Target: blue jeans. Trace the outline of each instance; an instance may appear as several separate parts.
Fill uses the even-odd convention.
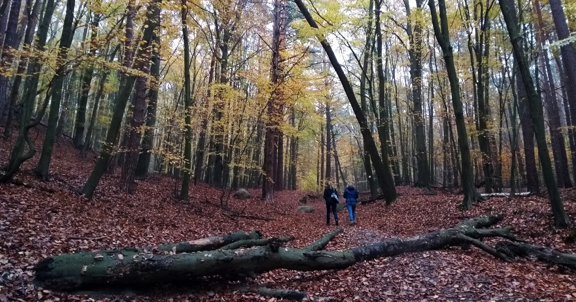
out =
[[[334,215],[334,220],[338,221],[338,205],[334,202],[326,203],[326,223],[330,223],[330,212]]]
[[[348,215],[350,216],[350,222],[356,220],[356,202],[346,202]]]

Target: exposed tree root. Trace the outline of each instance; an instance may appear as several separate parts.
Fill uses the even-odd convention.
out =
[[[522,242],[501,241],[495,248],[503,254],[511,257],[533,258],[540,260],[576,269],[576,255],[562,253],[540,246]]]

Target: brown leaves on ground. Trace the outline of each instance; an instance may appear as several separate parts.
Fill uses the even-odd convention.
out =
[[[0,159],[7,156],[5,144]],[[79,189],[92,166],[93,154],[79,158],[67,140],[55,148],[51,175],[42,183],[32,175],[35,160],[17,175],[18,185],[0,185],[0,302],[17,301],[270,301],[276,299],[237,290],[239,285],[266,286],[305,291],[339,301],[553,301],[576,300],[573,272],[540,262],[505,263],[472,247],[450,248],[406,254],[358,263],[347,269],[311,272],[279,270],[255,280],[202,278],[183,288],[114,289],[108,293],[71,295],[36,288],[32,269],[48,255],[80,250],[146,247],[213,236],[238,230],[260,230],[265,236],[293,235],[290,246],[302,247],[332,230],[325,225],[324,202],[309,200],[312,214],[300,213],[305,193],[277,192],[273,203],[262,200],[259,190],[244,201],[230,197],[229,209],[218,204],[221,192],[199,184],[191,189],[190,202],[173,196],[174,180],[153,176],[139,181],[130,195],[118,188],[117,175],[103,179],[92,201],[79,197]],[[119,172],[119,168],[117,171]],[[564,239],[569,230],[552,227],[547,200],[536,197],[494,198],[471,211],[457,209],[462,197],[439,192],[422,195],[418,189],[398,188],[398,200],[388,207],[377,202],[357,208],[358,223],[350,225],[340,212],[344,232],[327,247],[348,249],[396,236],[408,236],[452,227],[482,214],[504,213],[500,226],[512,225],[530,243],[571,253],[576,245]],[[565,196],[571,192],[564,192]],[[366,194],[363,194],[363,196]],[[207,203],[207,198],[210,203]],[[572,221],[576,205],[564,200]],[[238,217],[265,217],[272,221]],[[491,244],[494,242],[488,241]]]

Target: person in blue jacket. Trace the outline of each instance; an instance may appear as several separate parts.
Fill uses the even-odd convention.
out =
[[[336,195],[336,198],[332,197],[332,194]],[[332,186],[329,181],[326,182],[326,188],[324,188],[324,198],[326,201],[326,225],[330,224],[330,212],[334,215],[334,220],[336,221],[336,225],[338,225],[338,192]]]
[[[356,223],[356,204],[358,202],[358,192],[354,189],[352,184],[348,184],[344,190],[344,198],[346,198],[346,207],[348,215],[350,216],[350,224]]]

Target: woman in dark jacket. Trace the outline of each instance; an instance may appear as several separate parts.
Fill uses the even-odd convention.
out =
[[[350,224],[356,223],[356,204],[358,198],[358,192],[354,189],[352,184],[348,184],[344,190],[344,198],[346,198],[346,207],[348,215],[350,216]]]
[[[332,197],[332,194],[336,194],[336,199]],[[330,224],[330,212],[334,215],[334,220],[336,221],[336,225],[338,225],[338,211],[336,204],[338,201],[338,192],[332,186],[329,181],[326,182],[326,188],[324,188],[324,200],[326,201],[326,225]]]

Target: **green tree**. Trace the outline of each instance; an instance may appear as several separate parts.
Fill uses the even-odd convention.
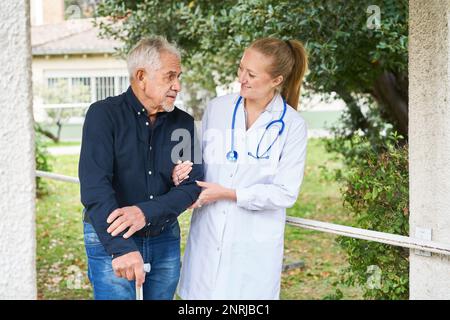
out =
[[[379,28],[370,24],[370,5],[380,9]],[[361,97],[407,137],[407,0],[106,0],[97,15],[110,17],[99,22],[102,34],[121,40],[122,52],[145,35],[176,41],[185,50],[185,83],[210,91],[235,79],[253,40],[300,39],[310,54],[306,87],[346,102],[348,137],[374,129]]]

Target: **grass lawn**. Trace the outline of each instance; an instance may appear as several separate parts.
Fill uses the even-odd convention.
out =
[[[78,156],[54,156],[55,173],[77,176]],[[320,166],[337,166],[321,140],[310,140],[305,178],[288,215],[335,223],[349,221],[338,185],[321,178]],[[81,223],[79,186],[48,181],[49,195],[37,200],[37,273],[39,299],[91,299]],[[190,214],[180,216],[182,250]],[[282,299],[323,299],[334,293],[333,282],[346,265],[335,236],[286,226],[285,262],[305,263],[282,277]],[[346,299],[361,299],[358,288],[341,288]]]

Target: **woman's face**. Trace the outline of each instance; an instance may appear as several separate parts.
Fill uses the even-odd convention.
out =
[[[267,72],[272,59],[255,49],[246,49],[238,69],[240,95],[246,99],[262,99],[272,95],[283,81],[282,76],[272,78]]]

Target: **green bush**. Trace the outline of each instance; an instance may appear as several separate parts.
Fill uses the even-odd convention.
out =
[[[347,159],[345,175],[339,179],[354,226],[408,235],[408,146],[396,134],[376,148],[357,135],[350,140],[357,156]],[[337,242],[349,263],[342,284],[362,287],[366,299],[408,299],[408,249],[348,237],[338,237]],[[335,298],[340,296],[338,290]]]
[[[36,170],[41,171],[52,171],[52,166],[50,164],[51,156],[47,151],[47,147],[44,143],[44,136],[41,133],[42,130],[39,128],[39,124],[35,124],[35,157],[36,157]],[[42,178],[36,177],[36,196],[38,198],[46,195],[47,183]]]

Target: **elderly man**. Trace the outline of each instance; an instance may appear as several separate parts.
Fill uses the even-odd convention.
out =
[[[135,284],[143,285],[144,299],[172,299],[180,273],[177,217],[197,199],[203,167],[193,164],[190,178],[174,186],[174,162],[193,160],[196,145],[193,118],[174,107],[181,90],[178,49],[162,37],[146,38],[127,64],[131,86],[92,104],[83,127],[88,276],[95,299],[134,299]]]

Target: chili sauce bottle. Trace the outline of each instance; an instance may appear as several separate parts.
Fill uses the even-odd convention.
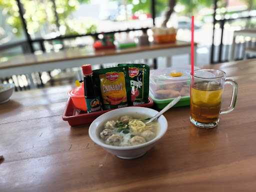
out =
[[[84,74],[84,97],[87,106],[87,112],[92,112],[102,110],[100,99],[98,94],[92,80],[92,70],[90,64],[82,66]]]

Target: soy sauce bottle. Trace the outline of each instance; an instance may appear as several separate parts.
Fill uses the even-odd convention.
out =
[[[102,110],[100,98],[98,94],[92,80],[92,70],[90,64],[82,66],[84,86],[84,98],[87,106],[87,112],[92,112]]]

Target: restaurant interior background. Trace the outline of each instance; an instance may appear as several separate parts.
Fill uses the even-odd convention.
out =
[[[116,32],[116,39],[122,40],[141,35],[142,28],[148,29],[150,40],[150,28],[161,26],[168,4],[168,0],[2,0],[0,64],[22,54],[78,47],[86,52],[102,32]],[[190,16],[194,15],[198,66],[230,60],[234,42],[234,60],[248,59],[254,57],[254,52],[246,50],[255,47],[256,40],[239,35],[233,42],[233,36],[236,30],[255,26],[256,8],[254,0],[177,0],[167,26],[178,29],[177,40],[190,42]],[[172,57],[172,64],[188,64],[188,56]],[[94,67],[106,68],[118,62]],[[146,62],[152,66],[156,62],[157,68],[166,65],[161,57]],[[38,88],[70,84],[77,78],[78,70],[56,69],[34,72],[32,77]],[[7,82],[14,82],[16,91],[30,88],[26,74],[0,77],[0,83]]]

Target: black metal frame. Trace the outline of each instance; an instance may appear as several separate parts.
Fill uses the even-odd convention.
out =
[[[210,62],[211,64],[216,64],[216,63],[220,63],[220,62],[226,62],[228,61],[228,60],[222,60],[222,48],[223,48],[223,34],[224,32],[224,26],[226,22],[232,22],[234,20],[250,20],[253,18],[256,18],[256,16],[242,16],[240,18],[231,18],[228,19],[226,19],[224,18],[223,20],[216,20],[216,23],[220,23],[220,28],[222,30],[222,34],[220,36],[220,51],[219,51],[219,54],[218,54],[218,59],[217,60],[217,62],[214,62],[214,48],[215,46],[214,46],[214,36],[212,38],[212,55],[211,55],[211,60]]]

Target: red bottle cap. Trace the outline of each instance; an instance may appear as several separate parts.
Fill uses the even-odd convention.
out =
[[[88,76],[92,73],[90,64],[84,64],[82,66],[82,70],[84,76]]]

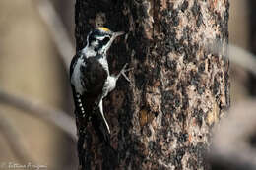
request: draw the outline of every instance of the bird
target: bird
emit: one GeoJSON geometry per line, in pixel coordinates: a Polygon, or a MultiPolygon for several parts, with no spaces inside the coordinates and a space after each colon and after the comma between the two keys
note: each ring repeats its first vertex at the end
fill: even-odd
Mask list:
{"type": "Polygon", "coordinates": [[[70,64],[70,82],[77,124],[86,127],[88,121],[93,119],[92,122],[96,122],[97,126],[102,125],[102,121],[104,130],[101,130],[101,133],[105,141],[109,141],[111,131],[103,111],[103,98],[115,88],[121,75],[130,82],[125,74],[131,70],[127,69],[127,63],[117,75],[114,75],[109,73],[107,61],[108,49],[114,39],[123,34],[123,31],[114,32],[105,27],[94,28],[87,35],[86,46],[75,54],[70,64]],[[100,115],[96,115],[96,110],[99,110],[100,115]]]}

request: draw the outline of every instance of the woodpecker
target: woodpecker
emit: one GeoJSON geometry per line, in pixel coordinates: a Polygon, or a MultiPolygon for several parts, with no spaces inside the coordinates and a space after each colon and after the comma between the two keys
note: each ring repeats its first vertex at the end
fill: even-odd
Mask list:
{"type": "MultiPolygon", "coordinates": [[[[122,34],[124,32],[113,32],[103,27],[93,29],[87,36],[86,47],[73,57],[70,65],[70,82],[76,117],[84,119],[84,124],[87,124],[88,120],[94,119],[96,110],[99,109],[108,135],[111,131],[104,116],[102,100],[115,88],[121,75],[129,81],[125,72],[130,69],[126,69],[127,64],[125,64],[119,74],[110,75],[106,52],[114,39],[122,34]]],[[[104,134],[104,136],[108,135],[104,134]]]]}

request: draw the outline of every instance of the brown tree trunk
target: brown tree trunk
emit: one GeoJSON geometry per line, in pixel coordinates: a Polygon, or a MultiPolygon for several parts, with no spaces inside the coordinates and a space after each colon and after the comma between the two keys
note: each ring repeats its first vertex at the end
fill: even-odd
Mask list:
{"type": "Polygon", "coordinates": [[[110,146],[89,124],[79,137],[86,153],[79,169],[210,168],[204,155],[229,107],[229,66],[207,43],[227,43],[228,7],[228,0],[77,0],[77,50],[93,27],[126,31],[110,49],[110,72],[134,68],[131,84],[119,80],[104,100],[110,146]]]}

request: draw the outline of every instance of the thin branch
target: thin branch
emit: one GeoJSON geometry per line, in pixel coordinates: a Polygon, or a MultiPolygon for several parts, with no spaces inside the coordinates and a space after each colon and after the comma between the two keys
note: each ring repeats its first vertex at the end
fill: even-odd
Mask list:
{"type": "Polygon", "coordinates": [[[26,113],[32,113],[31,115],[41,118],[46,122],[51,122],[72,139],[77,140],[75,120],[63,111],[45,107],[34,99],[11,94],[2,88],[0,88],[0,102],[25,110],[26,113]]]}
{"type": "Polygon", "coordinates": [[[48,26],[51,37],[65,63],[66,69],[68,70],[71,59],[75,54],[75,48],[72,45],[65,26],[55,11],[51,1],[36,0],[35,3],[42,20],[48,26]]]}
{"type": "Polygon", "coordinates": [[[255,170],[256,149],[249,143],[255,133],[256,101],[234,106],[218,127],[209,158],[211,162],[234,170],[255,170]]]}
{"type": "Polygon", "coordinates": [[[15,125],[13,125],[2,113],[0,113],[0,131],[21,163],[28,164],[28,162],[35,162],[30,154],[18,129],[15,128],[15,125]]]}

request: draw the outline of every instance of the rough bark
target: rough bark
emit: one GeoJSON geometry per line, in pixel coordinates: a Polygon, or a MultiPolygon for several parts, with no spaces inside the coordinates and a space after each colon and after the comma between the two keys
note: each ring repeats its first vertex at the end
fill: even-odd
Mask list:
{"type": "Polygon", "coordinates": [[[207,44],[227,43],[228,7],[228,0],[77,0],[77,50],[96,26],[126,31],[110,49],[110,72],[134,68],[131,84],[119,80],[104,100],[110,146],[89,124],[79,137],[86,152],[79,169],[210,168],[204,155],[229,106],[229,65],[207,44]]]}

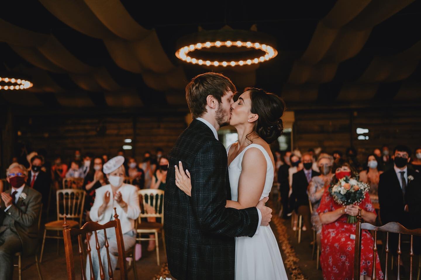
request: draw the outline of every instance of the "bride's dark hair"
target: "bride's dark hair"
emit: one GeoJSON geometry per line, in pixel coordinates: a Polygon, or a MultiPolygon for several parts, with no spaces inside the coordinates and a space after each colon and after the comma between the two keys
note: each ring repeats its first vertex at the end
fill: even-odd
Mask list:
{"type": "MultiPolygon", "coordinates": [[[[268,144],[278,139],[284,130],[281,117],[285,110],[285,102],[276,94],[267,93],[262,89],[246,88],[244,92],[250,91],[251,108],[250,112],[259,117],[254,122],[251,132],[256,132],[268,144]]],[[[252,141],[252,142],[253,141],[252,141]]]]}

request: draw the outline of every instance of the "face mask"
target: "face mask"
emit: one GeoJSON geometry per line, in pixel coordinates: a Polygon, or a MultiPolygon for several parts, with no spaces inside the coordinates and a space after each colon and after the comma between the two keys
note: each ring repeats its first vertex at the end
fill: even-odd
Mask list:
{"type": "Polygon", "coordinates": [[[398,157],[395,157],[394,163],[398,168],[402,168],[406,165],[408,163],[408,159],[398,157]]]}
{"type": "Polygon", "coordinates": [[[322,174],[324,175],[327,175],[330,173],[330,171],[332,170],[332,166],[327,163],[325,163],[321,166],[319,166],[319,168],[320,169],[320,172],[322,172],[322,174]]]}
{"type": "Polygon", "coordinates": [[[301,162],[301,160],[297,160],[297,161],[295,162],[295,163],[292,163],[292,166],[298,166],[298,165],[301,162]]]}
{"type": "Polygon", "coordinates": [[[9,179],[10,184],[15,189],[20,188],[25,184],[25,177],[16,176],[9,179]]]}
{"type": "Polygon", "coordinates": [[[123,183],[123,181],[124,181],[124,177],[111,175],[109,176],[108,181],[109,181],[109,183],[113,187],[120,187],[123,183]]]}
{"type": "Polygon", "coordinates": [[[370,160],[368,162],[367,164],[368,165],[368,167],[370,168],[375,168],[377,167],[377,160],[370,160]]]}
{"type": "Polygon", "coordinates": [[[336,176],[336,179],[338,180],[341,180],[343,178],[346,176],[348,176],[348,177],[351,177],[351,171],[341,171],[339,172],[336,172],[335,173],[335,176],[336,176]]]}
{"type": "Polygon", "coordinates": [[[312,168],[312,166],[313,166],[313,163],[304,163],[303,165],[304,165],[304,168],[305,168],[307,170],[309,170],[312,168]]]}

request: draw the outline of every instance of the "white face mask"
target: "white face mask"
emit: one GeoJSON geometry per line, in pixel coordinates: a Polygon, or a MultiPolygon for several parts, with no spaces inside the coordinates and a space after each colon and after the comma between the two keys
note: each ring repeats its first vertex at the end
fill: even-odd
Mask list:
{"type": "Polygon", "coordinates": [[[111,175],[108,179],[108,181],[109,181],[109,183],[113,187],[120,187],[123,183],[123,181],[124,181],[124,177],[111,175]]]}
{"type": "Polygon", "coordinates": [[[368,165],[368,167],[370,168],[376,168],[377,167],[377,160],[370,160],[368,162],[367,165],[368,165]]]}

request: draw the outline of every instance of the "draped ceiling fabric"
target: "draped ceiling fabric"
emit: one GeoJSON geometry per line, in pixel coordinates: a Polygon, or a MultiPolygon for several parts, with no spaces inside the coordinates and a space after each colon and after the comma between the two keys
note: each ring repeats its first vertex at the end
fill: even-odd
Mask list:
{"type": "MultiPolygon", "coordinates": [[[[8,69],[29,75],[34,84],[27,91],[13,92],[13,95],[10,91],[0,93],[0,98],[12,104],[45,105],[43,95],[49,93],[53,95],[48,96],[53,96],[56,104],[64,107],[141,107],[162,105],[163,102],[168,106],[185,107],[186,84],[207,70],[223,72],[239,91],[247,86],[267,88],[293,104],[328,99],[369,102],[385,95],[390,100],[421,99],[419,32],[408,33],[412,40],[400,43],[394,40],[393,48],[376,44],[387,42],[388,36],[397,38],[400,32],[406,34],[407,29],[421,24],[420,17],[416,16],[421,5],[413,3],[414,0],[333,0],[330,5],[306,7],[309,17],[319,19],[313,21],[298,24],[293,21],[284,24],[278,20],[273,24],[283,24],[282,30],[265,28],[270,24],[258,23],[259,31],[277,38],[278,57],[258,67],[213,69],[175,58],[173,46],[176,41],[180,35],[189,34],[187,31],[183,34],[183,30],[192,29],[183,29],[182,24],[177,27],[176,24],[175,27],[168,24],[155,28],[147,20],[142,21],[142,13],[155,13],[165,21],[170,14],[161,15],[159,9],[130,8],[128,7],[133,3],[123,5],[119,0],[39,1],[34,6],[35,17],[28,22],[42,20],[36,17],[37,12],[48,13],[52,15],[52,30],[56,25],[54,21],[58,21],[69,33],[80,35],[72,40],[61,37],[60,29],[49,33],[45,29],[37,30],[6,20],[0,14],[0,42],[4,42],[0,44],[7,44],[8,48],[5,49],[11,56],[21,60],[21,63],[8,69]],[[408,16],[411,11],[415,16],[408,16]],[[410,18],[415,19],[411,22],[413,26],[404,22],[410,18]],[[391,27],[396,30],[392,29],[394,31],[389,35],[387,31],[391,27]],[[303,30],[308,30],[308,35],[301,33],[303,30]],[[306,42],[302,39],[306,36],[306,42]],[[88,48],[84,53],[84,46],[99,43],[97,42],[101,45],[93,47],[95,53],[90,53],[88,48]],[[288,44],[293,47],[288,49],[285,47],[288,44]],[[77,45],[81,46],[75,48],[77,45]],[[95,51],[96,47],[98,52],[95,51]],[[392,50],[388,52],[384,48],[392,50]],[[99,58],[99,63],[90,60],[93,54],[99,58]]],[[[300,11],[303,8],[299,5],[282,5],[285,6],[284,14],[290,11],[288,8],[295,9],[293,11],[300,16],[304,13],[300,11]]],[[[174,19],[192,16],[184,10],[175,9],[173,13],[174,19]]],[[[255,24],[253,21],[250,19],[244,29],[255,24]]],[[[193,27],[199,26],[198,23],[193,27]]]]}

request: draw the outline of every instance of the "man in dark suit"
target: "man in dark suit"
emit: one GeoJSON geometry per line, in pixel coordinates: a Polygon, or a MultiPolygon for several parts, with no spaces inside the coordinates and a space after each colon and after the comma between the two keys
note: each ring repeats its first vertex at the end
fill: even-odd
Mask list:
{"type": "Polygon", "coordinates": [[[12,164],[7,171],[11,190],[1,193],[0,202],[0,280],[12,279],[13,258],[35,253],[41,194],[25,184],[26,168],[12,164]]]}
{"type": "Polygon", "coordinates": [[[195,119],[168,154],[164,200],[168,268],[178,280],[233,280],[234,237],[252,237],[268,224],[272,211],[264,206],[266,198],[257,208],[225,208],[231,199],[228,163],[217,131],[229,121],[234,85],[221,74],[207,73],[193,78],[186,91],[195,119]],[[191,174],[191,197],[176,185],[179,161],[191,174]]]}
{"type": "Polygon", "coordinates": [[[31,171],[28,173],[27,184],[31,188],[41,193],[44,208],[45,209],[48,206],[50,188],[51,187],[50,177],[41,170],[43,158],[41,157],[38,155],[32,157],[31,159],[31,171]]]}
{"type": "MultiPolygon", "coordinates": [[[[411,154],[409,148],[397,146],[393,154],[393,168],[381,175],[378,182],[382,223],[385,224],[394,221],[409,229],[421,227],[421,177],[408,168],[411,154]]],[[[389,239],[391,251],[394,253],[397,252],[397,237],[396,235],[392,235],[389,239]]]]}
{"type": "Polygon", "coordinates": [[[312,169],[313,157],[311,155],[304,154],[301,159],[304,168],[292,176],[292,193],[290,199],[296,212],[303,216],[303,230],[305,231],[310,227],[310,206],[307,187],[312,178],[320,173],[312,169]]]}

§

(Problem statement)
How many lines of the listing contain the string "fabric", with uppercase and lowercase treated as different? Reply with the number alone.

(Finished exercise)
2